SHORT TASK: Reproduce the listing below without any change.

** begin TASK MATERIAL **

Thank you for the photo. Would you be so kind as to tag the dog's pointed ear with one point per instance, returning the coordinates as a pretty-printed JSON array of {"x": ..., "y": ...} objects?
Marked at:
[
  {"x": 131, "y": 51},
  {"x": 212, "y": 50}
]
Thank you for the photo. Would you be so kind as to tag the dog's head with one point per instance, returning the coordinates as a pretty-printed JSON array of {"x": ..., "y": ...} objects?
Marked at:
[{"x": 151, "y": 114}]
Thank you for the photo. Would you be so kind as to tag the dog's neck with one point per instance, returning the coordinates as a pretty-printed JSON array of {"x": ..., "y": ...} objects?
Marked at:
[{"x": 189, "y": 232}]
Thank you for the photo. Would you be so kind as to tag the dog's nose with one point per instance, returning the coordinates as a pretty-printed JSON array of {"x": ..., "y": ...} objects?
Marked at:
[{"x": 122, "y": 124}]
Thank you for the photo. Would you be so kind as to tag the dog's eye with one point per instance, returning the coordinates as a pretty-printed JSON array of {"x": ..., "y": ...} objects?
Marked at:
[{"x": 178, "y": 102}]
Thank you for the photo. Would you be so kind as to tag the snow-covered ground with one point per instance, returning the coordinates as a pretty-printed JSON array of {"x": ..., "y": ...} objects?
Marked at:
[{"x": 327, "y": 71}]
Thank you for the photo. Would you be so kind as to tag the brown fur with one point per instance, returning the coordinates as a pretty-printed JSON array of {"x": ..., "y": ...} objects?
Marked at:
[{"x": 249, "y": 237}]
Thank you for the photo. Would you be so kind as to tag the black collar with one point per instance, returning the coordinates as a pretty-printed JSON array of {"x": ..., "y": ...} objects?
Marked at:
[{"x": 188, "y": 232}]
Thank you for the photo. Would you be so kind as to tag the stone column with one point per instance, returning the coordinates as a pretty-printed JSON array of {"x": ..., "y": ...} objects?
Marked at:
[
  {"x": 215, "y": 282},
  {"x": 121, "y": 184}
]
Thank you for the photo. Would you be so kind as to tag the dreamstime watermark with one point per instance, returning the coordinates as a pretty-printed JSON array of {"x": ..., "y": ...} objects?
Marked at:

** end TASK MATERIAL **

EXERCISE OUTPUT:
Thank you for the photo. Would you be so kind as to tag the dog's pointed ear with one point per instance, returning the coordinates as a pretty-printed JSON array of {"x": ..., "y": ...} objects?
Marked at:
[
  {"x": 131, "y": 51},
  {"x": 212, "y": 50}
]
Thank you for the photo. Would you be so kind as to tag the dog's head with one point per instance, returning the coordinates as a pretty-printed JSON array of {"x": ..., "y": ...} objects?
Marked at:
[{"x": 151, "y": 114}]
Thank you for the photo. Would you be so kind as to tag the dog's neck with one point per instance, returning the coordinates as a pretty-printed JSON array of {"x": ..., "y": ...} objects?
Marked at:
[{"x": 189, "y": 232}]
Thank you for the photo. Would you be so kind as to tag the dog's nose with one point per instance, returning the coordinates as a pretty-printed JSON array of {"x": ..., "y": ...} objects?
Marked at:
[{"x": 122, "y": 124}]
Thank you for the photo. Would you be so kind as to tag the dog's eye with one point per instance, returning the coordinates as a pretty-printed JSON array of {"x": ..., "y": ...} objects?
Marked at:
[{"x": 178, "y": 102}]
Thank you for the photo. Would you be so kind as to tag the snow-covered ground with one point per instance, returning the coordinates as a pretty-printed JSON array of {"x": ..., "y": ...} objects?
Marked at:
[{"x": 327, "y": 71}]
Thank you for the photo. Would you be so kind as to tag the brown fur with one point per instance, returning the coordinates as a pretty-printed JSON array of {"x": ..., "y": ...} objects?
Marked at:
[{"x": 249, "y": 237}]
Thank you for the photo. Would you be so kind as to tag the black collar with one point per instance, returning the coordinates as a pretty-printed JSON array of {"x": ..., "y": ...} objects?
Marked at:
[{"x": 188, "y": 232}]
Thank you for the photo. Would you be so kind as to tag the stone column with one point per instance, returning the coordinates as a pretty-printed JSON array of {"x": ..., "y": ...} objects?
Marked at:
[
  {"x": 215, "y": 282},
  {"x": 121, "y": 184}
]
Thank you for the photo. Would you be so kind as to tag the dreamstime watermark with one point per instance, returning the coordinates as a pretty-printed JSON array of {"x": ..., "y": ...} objects?
Marked at:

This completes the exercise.